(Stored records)

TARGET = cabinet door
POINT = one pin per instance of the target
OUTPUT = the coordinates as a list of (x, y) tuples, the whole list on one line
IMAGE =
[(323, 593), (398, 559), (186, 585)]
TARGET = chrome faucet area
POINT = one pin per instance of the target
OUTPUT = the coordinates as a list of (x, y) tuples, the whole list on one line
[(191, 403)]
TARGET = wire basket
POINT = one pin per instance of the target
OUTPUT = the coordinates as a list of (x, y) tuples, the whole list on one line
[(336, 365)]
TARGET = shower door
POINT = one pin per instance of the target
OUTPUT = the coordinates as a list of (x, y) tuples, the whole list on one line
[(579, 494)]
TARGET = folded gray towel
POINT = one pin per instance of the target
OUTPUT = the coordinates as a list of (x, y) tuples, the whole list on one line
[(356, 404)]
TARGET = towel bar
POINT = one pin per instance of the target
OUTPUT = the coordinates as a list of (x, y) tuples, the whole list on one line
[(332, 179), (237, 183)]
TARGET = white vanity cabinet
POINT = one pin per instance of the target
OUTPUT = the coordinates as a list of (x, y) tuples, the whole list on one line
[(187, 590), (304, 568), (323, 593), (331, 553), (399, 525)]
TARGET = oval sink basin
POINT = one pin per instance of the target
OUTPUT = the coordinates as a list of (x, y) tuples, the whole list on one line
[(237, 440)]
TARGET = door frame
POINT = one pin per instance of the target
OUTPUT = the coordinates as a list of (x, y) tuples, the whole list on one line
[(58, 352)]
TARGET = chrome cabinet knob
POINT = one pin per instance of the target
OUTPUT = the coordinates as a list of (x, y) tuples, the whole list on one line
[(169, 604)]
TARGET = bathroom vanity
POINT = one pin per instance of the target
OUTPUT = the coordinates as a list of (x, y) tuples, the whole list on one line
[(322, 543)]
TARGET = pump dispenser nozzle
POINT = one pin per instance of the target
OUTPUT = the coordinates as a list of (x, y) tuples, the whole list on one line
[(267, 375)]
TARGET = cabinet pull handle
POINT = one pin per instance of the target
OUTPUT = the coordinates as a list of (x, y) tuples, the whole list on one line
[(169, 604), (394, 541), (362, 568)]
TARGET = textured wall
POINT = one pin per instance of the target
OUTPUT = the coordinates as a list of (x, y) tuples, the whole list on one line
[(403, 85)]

**Work required**
Copy, word for word, the stretch from the first line of the entries above through the line containing "[(336, 365)]".

**Task response**
TARGET = cabinet door
POINT = one pin per instance of the target
OUTPUT = the coordinates as a list of (x, y) tuples, the whole list on one line
IMAGE =
[(323, 593), (398, 559), (186, 585)]
TARGET = chrome faucet area
POINT = one pin per instance of the target
OUTPUT = the coordinates as a list of (x, y) tuples, the whole list on one line
[(191, 403)]
TARGET = wire basket
POINT = one pin per instance of the target
OUTPUT = the coordinates as a list of (x, y) tuples, the whole list on one line
[(336, 365)]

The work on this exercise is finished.